> _EXTRACTED TEXT_:
I had the pleasure of attending a dinner hosted by Raised in Space last night.

It was the most well-organized event of its size I’ve been to – From the diverse curation of 16 power players across our industry to the fact a visual artist was caricaturing the evening’s entire conversation on a huge white sheet of paper, which will be given as framed posters to everyone to commemorate the evening. 

My favorite aspect of group dinners is when there is one conversation at the table as we did at our 40under40 dinner last year – One conversation stimulates the communal aspect of belonging we all crave.

Last night, Zach and Shara did a fantastic job of having the dinner be one conversation the entire time – Here are six insights we discussed. The below points are not group consensuses – They’re individual’s opinions I found interesting, true, or both 🙂

1/Artists want to work with… people who make things happen (for them). Artists will prioritize working with people who make them feel invincible over transparency and or ownership.

2/There is an abundance of… data. The biggest companies are at war over it. However, does anybody really know what to do with it? What tools exist to support turning data into actionable opportunity? These tools are being built. It’s time to think about data strategy.

43/It seems like the industry thinks… too short term. Getting stuck innovating in the now for the immediate tomorrow… Believing each moment is the moment of innovation versus thinking where or how things will really be 5-10 years from now. 

For example, Rob Light pointed out that the iPad was invented nine years ago – The kids born with an iPad in their hand are now in second grade. What will happen as a generation who has never read a newspaper or listened to terrestrial radio enters the paying consumer market? As an industry, do we think about how that massive evolution will change our business as opposed to what genre will be here one year and gone the next? i.e. EDM, from start to finish… 6 years? Dance music still exists, but it’s not popular like it was.

4/How many bodies are buried… underneath the major music companies? The failed artists. The ones who succeeded mediocrely and got lost in the shuffle. But is it intentional? Did anybody get in the industry to see or help artists die? No. Sure, many do artists get swallowed up by a larger system, but how many of those artists are truly good enough? Do they really have the one track or an electrifying live performance to stop you dead in your tracks? Do they have the star power to corral you every day with their personality over social media? Some do, but the reality is, most are not capable of moving the masses… Even “the industry” believes in them.

5/What’s the best way to deal with… mental health? Sometimes it can be quite basic. One artist recommended started with “asking how I’m doing” as opposed to “laying ten sessions on me”. I’ve learned the same. We can all more of checking in on our artists’ well-being.

6/Since we won’t be remembered (c’mon even William Paley and Walter Yetnikoff aren’t and they yielded way more power than any executive today), our legacies are only as strong as our ability to use the little power we have to pass down opportunity to those we believe in.

Thanks again to Shara and Zach and their co-pilots Sammy and Conor for hosting an incredible evening… I grabbed a Raised in Space sticker off the table and plan to put it somewhere special to remember what is possible when we marinate our ideas in the future and nourish them with our loving commitment to making them become reality.

> _DATA_:
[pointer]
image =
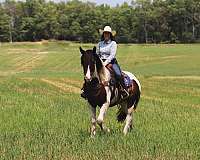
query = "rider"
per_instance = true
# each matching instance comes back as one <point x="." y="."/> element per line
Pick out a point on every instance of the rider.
<point x="106" y="49"/>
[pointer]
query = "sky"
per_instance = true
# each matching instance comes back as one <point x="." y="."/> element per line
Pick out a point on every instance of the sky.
<point x="98" y="2"/>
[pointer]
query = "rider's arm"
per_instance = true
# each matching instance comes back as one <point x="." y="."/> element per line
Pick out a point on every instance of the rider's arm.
<point x="113" y="51"/>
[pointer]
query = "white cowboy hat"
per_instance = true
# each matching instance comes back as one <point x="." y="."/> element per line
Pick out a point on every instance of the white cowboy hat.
<point x="107" y="29"/>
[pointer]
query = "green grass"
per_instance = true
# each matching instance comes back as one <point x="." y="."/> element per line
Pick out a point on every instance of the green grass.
<point x="43" y="117"/>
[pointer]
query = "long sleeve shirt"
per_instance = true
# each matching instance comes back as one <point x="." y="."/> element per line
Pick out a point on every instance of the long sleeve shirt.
<point x="107" y="50"/>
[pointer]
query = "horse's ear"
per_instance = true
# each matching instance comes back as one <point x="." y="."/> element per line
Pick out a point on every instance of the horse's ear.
<point x="94" y="49"/>
<point x="81" y="50"/>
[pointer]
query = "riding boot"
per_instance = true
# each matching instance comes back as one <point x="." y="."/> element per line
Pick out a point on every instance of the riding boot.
<point x="124" y="91"/>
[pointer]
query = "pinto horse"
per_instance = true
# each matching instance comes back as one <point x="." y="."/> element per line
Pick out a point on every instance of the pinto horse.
<point x="101" y="92"/>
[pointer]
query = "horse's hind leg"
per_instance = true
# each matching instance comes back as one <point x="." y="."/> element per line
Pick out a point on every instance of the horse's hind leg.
<point x="100" y="119"/>
<point x="129" y="120"/>
<point x="103" y="110"/>
<point x="93" y="120"/>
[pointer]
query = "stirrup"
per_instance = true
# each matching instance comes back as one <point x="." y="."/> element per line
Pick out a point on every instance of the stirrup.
<point x="124" y="94"/>
<point x="83" y="95"/>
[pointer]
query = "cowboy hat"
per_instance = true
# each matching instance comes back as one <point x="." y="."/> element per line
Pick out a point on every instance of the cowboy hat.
<point x="107" y="29"/>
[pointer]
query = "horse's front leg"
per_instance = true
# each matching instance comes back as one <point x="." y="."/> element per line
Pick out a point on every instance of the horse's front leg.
<point x="93" y="120"/>
<point x="129" y="119"/>
<point x="103" y="110"/>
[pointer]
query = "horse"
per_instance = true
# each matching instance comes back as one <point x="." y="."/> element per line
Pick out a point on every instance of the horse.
<point x="101" y="91"/>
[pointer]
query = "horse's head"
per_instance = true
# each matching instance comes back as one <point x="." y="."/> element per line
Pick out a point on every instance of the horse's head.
<point x="88" y="61"/>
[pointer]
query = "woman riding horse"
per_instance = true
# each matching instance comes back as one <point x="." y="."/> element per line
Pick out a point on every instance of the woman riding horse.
<point x="106" y="50"/>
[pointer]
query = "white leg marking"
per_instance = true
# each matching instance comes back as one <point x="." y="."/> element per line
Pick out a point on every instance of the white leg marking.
<point x="128" y="124"/>
<point x="104" y="107"/>
<point x="88" y="76"/>
<point x="93" y="120"/>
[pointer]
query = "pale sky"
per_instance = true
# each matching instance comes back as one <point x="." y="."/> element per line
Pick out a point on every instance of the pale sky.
<point x="109" y="2"/>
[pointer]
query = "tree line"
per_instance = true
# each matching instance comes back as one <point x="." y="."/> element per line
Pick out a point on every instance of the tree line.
<point x="142" y="21"/>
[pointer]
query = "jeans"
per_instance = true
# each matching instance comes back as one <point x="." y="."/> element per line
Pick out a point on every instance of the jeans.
<point x="117" y="69"/>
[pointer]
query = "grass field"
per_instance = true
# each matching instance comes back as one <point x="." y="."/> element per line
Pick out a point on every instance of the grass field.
<point x="43" y="117"/>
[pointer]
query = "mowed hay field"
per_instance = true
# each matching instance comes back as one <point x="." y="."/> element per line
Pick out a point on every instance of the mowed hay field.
<point x="43" y="117"/>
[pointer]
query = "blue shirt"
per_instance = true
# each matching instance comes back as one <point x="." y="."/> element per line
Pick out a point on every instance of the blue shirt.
<point x="107" y="50"/>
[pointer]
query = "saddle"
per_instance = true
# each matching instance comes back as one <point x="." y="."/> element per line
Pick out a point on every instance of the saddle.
<point x="127" y="80"/>
<point x="116" y="87"/>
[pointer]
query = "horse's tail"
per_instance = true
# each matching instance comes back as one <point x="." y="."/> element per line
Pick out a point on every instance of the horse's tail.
<point x="132" y="100"/>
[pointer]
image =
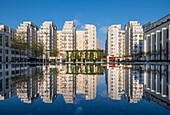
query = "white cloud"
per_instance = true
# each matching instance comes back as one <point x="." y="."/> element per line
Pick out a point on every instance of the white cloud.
<point x="77" y="22"/>
<point x="103" y="29"/>
<point x="82" y="27"/>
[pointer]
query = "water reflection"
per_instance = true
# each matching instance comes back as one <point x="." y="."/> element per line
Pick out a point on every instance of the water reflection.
<point x="129" y="82"/>
<point x="150" y="82"/>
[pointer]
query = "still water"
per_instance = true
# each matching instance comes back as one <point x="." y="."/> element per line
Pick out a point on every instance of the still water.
<point x="84" y="89"/>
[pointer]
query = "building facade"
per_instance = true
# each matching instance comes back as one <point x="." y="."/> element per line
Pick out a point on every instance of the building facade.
<point x="28" y="31"/>
<point x="115" y="42"/>
<point x="47" y="35"/>
<point x="133" y="40"/>
<point x="157" y="40"/>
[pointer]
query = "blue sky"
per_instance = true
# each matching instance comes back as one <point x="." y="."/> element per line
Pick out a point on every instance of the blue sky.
<point x="101" y="13"/>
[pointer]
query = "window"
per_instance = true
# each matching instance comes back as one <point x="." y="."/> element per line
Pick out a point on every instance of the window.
<point x="6" y="59"/>
<point x="0" y="39"/>
<point x="167" y="33"/>
<point x="6" y="51"/>
<point x="6" y="41"/>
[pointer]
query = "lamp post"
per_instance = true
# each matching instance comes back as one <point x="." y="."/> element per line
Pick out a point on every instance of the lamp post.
<point x="46" y="47"/>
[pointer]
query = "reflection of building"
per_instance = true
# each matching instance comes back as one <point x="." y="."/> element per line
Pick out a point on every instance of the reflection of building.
<point x="66" y="85"/>
<point x="47" y="87"/>
<point x="8" y="75"/>
<point x="133" y="85"/>
<point x="115" y="82"/>
<point x="124" y="81"/>
<point x="27" y="88"/>
<point x="157" y="84"/>
<point x="69" y="85"/>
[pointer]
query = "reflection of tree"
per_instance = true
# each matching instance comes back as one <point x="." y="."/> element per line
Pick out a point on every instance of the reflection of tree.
<point x="86" y="55"/>
<point x="85" y="69"/>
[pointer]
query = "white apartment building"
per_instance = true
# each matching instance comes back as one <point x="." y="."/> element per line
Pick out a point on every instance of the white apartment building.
<point x="90" y="37"/>
<point x="47" y="34"/>
<point x="157" y="39"/>
<point x="6" y="35"/>
<point x="28" y="31"/>
<point x="133" y="40"/>
<point x="68" y="37"/>
<point x="115" y="42"/>
<point x="80" y="40"/>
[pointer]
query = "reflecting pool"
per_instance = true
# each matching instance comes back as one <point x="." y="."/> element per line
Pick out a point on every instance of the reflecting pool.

> _WRITTEN INSTRUCTION_: Copy the dinner recap word for word, from "Thanks again to" up to and including "them become reality.".

> _ANSWER FOR THIS EXERCISE_:
Thanks again to Shara and Zach and their co-pilots Sammy and Conor for hosting an incredible evening… I grabbed a Raised in Space sticker off the table and plan to put it somewhere special to remember what is possible when we marinate our ideas in the future and nourish them with our loving commitment to making them become reality.